What to do: Reproduce each of the entries below word for word, keeping their order and leaving every character unchanged.
○ ○ ○ ○ ○ ○ ○
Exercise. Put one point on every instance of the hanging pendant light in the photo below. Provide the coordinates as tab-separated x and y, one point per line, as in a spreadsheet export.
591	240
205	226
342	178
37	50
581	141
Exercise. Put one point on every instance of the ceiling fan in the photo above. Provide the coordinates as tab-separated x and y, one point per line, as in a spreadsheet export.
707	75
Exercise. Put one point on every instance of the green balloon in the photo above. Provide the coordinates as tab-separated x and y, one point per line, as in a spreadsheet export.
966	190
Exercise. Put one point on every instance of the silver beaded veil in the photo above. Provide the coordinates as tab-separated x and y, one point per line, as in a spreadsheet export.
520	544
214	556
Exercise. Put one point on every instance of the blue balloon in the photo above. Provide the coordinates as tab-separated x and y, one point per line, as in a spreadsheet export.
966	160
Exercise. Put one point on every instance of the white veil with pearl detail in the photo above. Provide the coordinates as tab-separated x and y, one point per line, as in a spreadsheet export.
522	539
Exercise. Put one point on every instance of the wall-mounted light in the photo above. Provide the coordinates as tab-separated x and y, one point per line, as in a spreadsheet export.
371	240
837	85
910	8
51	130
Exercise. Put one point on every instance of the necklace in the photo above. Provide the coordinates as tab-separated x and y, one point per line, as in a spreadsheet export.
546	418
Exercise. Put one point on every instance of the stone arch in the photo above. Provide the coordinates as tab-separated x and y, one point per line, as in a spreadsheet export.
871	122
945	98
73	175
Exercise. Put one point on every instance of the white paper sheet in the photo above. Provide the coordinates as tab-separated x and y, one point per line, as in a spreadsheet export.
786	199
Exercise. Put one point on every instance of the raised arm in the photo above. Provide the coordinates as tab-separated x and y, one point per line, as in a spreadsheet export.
○ ○ ○ ○ ○ ○ ○
Exercise answer:
Exercise. Put one point on every instance of the hanging pendant light in the photo below. Provide the coordinates as tab-separated x and y, one point per line, as in a spreadsheet export.
591	240
205	226
342	178
37	50
581	141
Exercise. Put one point on every instance of the ceiling fan in the photo above. Provide the coordinates as tab-separated x and y, one point per line, as in a spreadsheet export.
707	75
Exercise. Put one point on every instance of the green balloon in the photo above. Provide the coordinates as tab-separated x and y, one point per line, as in a spreadsheet export.
966	190
Exercise. Put one point on every instance of the silver beaded veil in the photo above. Provide the coordinates as tab-separated x and y, one point per line, as in a spreadsheet export.
520	544
214	556
Exercise. Put one point on every instance of the blue balloon in the photo above. Provide the coordinates as tab-separated x and y, one point per line, as in a spreadsheet export.
966	160
Exercise. Put one point on every instance of the white veil with pearl detail in the photo above. Provide the coordinates as tab-separated x and y, one point per line, as in a spreadsheet export.
522	539
Exercise. Put one point on every instance of the wall-mounted light in the photo above. Provide the coordinates as tab-separated x and y, one point per line, as in a spreadsheet export.
371	240
837	85
910	8
51	130
Exercise. Put one point on every instance of the necklace in the photo above. Provide the coordinates as tab-separated x and y, one point per line, as in a spreadsheet export.
546	418
Exercise. Put one point on every instance of the stone arch in the photo above. Provide the coordinates as tab-separated x and y, one point per line, as in a spreadsheet export.
871	122
945	98
73	175
Exercise. Put one point on every instance of the white paper sheet in the photo above. Provide the coordinates as tab-separated x and y, one point per line, as in a spreadsheet export.
786	199
Exercise. Put one point on every instance of the raised arm in the photo above. Provide the coordinates as tab-separated x and y, one point per line, as in a spreadsheet export.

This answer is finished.